(Data listing)
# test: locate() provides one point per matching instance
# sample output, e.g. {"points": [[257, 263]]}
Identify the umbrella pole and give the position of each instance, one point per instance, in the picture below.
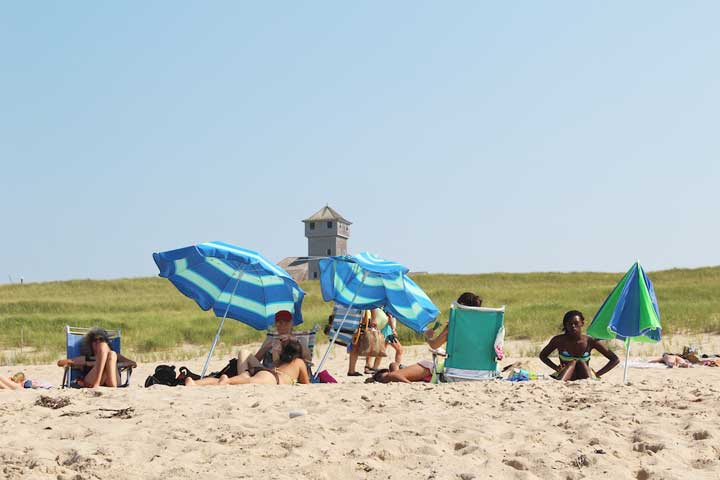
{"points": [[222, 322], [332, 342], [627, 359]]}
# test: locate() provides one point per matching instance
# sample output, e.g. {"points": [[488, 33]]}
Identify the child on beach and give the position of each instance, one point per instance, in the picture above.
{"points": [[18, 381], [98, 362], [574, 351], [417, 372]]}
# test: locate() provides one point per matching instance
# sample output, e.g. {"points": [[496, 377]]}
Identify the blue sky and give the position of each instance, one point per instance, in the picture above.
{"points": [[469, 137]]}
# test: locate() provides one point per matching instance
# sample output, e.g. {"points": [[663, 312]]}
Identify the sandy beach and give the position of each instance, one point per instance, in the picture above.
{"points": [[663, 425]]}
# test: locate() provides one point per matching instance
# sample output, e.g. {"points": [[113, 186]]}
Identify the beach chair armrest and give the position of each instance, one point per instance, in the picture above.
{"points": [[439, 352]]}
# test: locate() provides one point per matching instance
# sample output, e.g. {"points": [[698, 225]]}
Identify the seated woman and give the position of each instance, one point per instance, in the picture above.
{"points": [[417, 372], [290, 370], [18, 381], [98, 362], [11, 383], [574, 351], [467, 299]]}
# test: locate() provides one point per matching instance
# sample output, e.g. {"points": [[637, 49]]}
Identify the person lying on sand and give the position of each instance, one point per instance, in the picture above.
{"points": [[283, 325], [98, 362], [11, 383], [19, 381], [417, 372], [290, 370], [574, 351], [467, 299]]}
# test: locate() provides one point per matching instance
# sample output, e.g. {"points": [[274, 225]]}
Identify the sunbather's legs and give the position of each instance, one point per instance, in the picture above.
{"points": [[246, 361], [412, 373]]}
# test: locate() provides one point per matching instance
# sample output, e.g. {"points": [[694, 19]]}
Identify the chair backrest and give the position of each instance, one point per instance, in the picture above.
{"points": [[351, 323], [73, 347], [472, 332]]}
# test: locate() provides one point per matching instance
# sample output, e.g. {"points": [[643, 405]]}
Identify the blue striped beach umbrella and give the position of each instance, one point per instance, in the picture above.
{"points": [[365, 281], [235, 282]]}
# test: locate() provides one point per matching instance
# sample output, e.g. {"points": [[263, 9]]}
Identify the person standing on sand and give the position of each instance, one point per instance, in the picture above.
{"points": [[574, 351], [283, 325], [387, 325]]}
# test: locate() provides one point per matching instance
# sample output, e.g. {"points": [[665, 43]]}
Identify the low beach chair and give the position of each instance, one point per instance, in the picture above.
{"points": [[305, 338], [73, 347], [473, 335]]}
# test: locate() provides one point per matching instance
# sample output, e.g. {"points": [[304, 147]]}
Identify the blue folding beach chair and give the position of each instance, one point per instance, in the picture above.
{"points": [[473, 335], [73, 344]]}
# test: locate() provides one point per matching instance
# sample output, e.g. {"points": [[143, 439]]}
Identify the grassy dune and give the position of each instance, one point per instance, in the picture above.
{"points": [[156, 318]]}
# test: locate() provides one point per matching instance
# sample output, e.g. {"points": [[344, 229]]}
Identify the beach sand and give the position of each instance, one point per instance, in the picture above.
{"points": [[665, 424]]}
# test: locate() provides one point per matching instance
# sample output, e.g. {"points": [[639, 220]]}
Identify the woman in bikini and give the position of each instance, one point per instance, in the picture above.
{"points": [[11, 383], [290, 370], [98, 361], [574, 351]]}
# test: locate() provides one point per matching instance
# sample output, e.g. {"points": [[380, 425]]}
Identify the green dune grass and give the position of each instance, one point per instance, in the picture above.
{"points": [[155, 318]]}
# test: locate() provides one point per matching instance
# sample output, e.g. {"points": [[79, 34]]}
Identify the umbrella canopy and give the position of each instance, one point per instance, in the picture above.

**PROBLEM TO SOLVE**
Leaving the pictures aside, transcribe the entire listing exactly.

**OUTPUT OF THE EXERCISE**
# test: locate() provides one point per matching instance
# sample output, e.g. {"points": [[257, 263]]}
Identify the umbrella pole and give the position of each instance, one point per instance, in the picture below.
{"points": [[222, 322], [332, 342], [627, 359]]}
# test: locate() provides one point per matching instance
# sample output, e.g. {"points": [[488, 33]]}
Identify the child on beach and give the position of each instance, one point per instance, in the picture above.
{"points": [[18, 381], [98, 362], [574, 351], [417, 372]]}
# test: locate() provides one point per matching instance
# sample output, e.g. {"points": [[496, 377]]}
Identify the blue sky and give the position of each instance, one point per instance, in the picture above.
{"points": [[469, 137]]}
# test: locate() provides one point per matching instance
# sample output, e.g. {"points": [[663, 312]]}
Identify the sandy beach and give the position of each instance, one point per instance, in the picture above.
{"points": [[663, 425]]}
# test: locate() provides one point per matching instance
# sample output, e.g. {"points": [[113, 186]]}
Identify the beach chair armrest and give the position of each instance, one point per instance, in the picture above.
{"points": [[439, 352]]}
# test: locate() provides one point per matching instance
# sample output, e.g. {"points": [[698, 225]]}
Identify the seated woman and give the position of each instance, one point per instance, in the picture above.
{"points": [[417, 372], [290, 370], [18, 381], [98, 362], [11, 383], [574, 351], [467, 299]]}
# test: locate() provides one point per matching instance
# sample output, e.g. {"points": [[637, 49]]}
Identify the person lying on sand and give the position of each instance, one point per instance, in the picture above.
{"points": [[283, 325], [98, 362], [11, 383], [19, 381], [417, 372], [290, 370], [574, 351], [467, 299]]}
# test: locate() provides one point per matching instance
# sample output, e.g. {"points": [[274, 225]]}
Identify the sunbather's legs and give the position of each instance, one point per instance, in the picture above.
{"points": [[246, 361], [412, 373]]}
# test: locate() provides one point per matching instance
# sample output, e.g. {"points": [[694, 19]]}
Identify the chair backrest and give the position of each instance, one point per instance, in the picture above.
{"points": [[351, 323], [73, 347], [472, 332]]}
# test: locate() provides one point per matching instance
# sample output, e.g. {"points": [[643, 405]]}
Identify the blue striped beach umbrella and give the position of each instance, one point per instance, in the picture above.
{"points": [[365, 281], [235, 282]]}
# test: locate() provides one point per matching instance
# sample output, e.g. {"points": [[263, 9]]}
Identify the person standing on sand and give the position of each instance, one point per instance, in the picture above.
{"points": [[574, 351], [283, 325], [387, 325]]}
# test: locate() provides one point per matching instance
# sample output, e.g. {"points": [[665, 43]]}
Identify the low beach chair and give the position of each instance, one point per instance, in the picture above.
{"points": [[305, 338], [73, 347], [473, 335]]}
# test: locate() provides one point per matching instance
# sample output, e.g. {"points": [[304, 147]]}
Identify the blue folding beach chair and give the position of each instance, one point per instance, in the picture above.
{"points": [[473, 335], [73, 344]]}
# test: locate() provides one point per matching instance
# sample output, e.g. {"points": [[143, 439]]}
Identify the grassy dune and give the position of each instance, one point per instance, in the picture above.
{"points": [[156, 318]]}
# test: locate() provides one point per matching instance
# sample output, e.g. {"points": [[344, 229]]}
Identify the beach sand and give the position of each instance, one point per instance, in the picture above.
{"points": [[665, 424]]}
# test: locate() provides one point per matching instance
# sample output, e.g. {"points": [[639, 220]]}
Identify the woman in bikini and give the position of each instance, one point per instance, in the picture above.
{"points": [[11, 383], [290, 370], [98, 361], [574, 351]]}
# test: locate() provides one point per matching instance
# sample output, e.g. {"points": [[380, 425]]}
Identify the green dune grass and give the position of each instance, one point per instance, in the picture above.
{"points": [[155, 318]]}
# test: locate() provides one point per matching instance
# sample output, e.g. {"points": [[79, 34]]}
Identify the umbrella canopy and give the position of each instance, one point per instance, in the picture above.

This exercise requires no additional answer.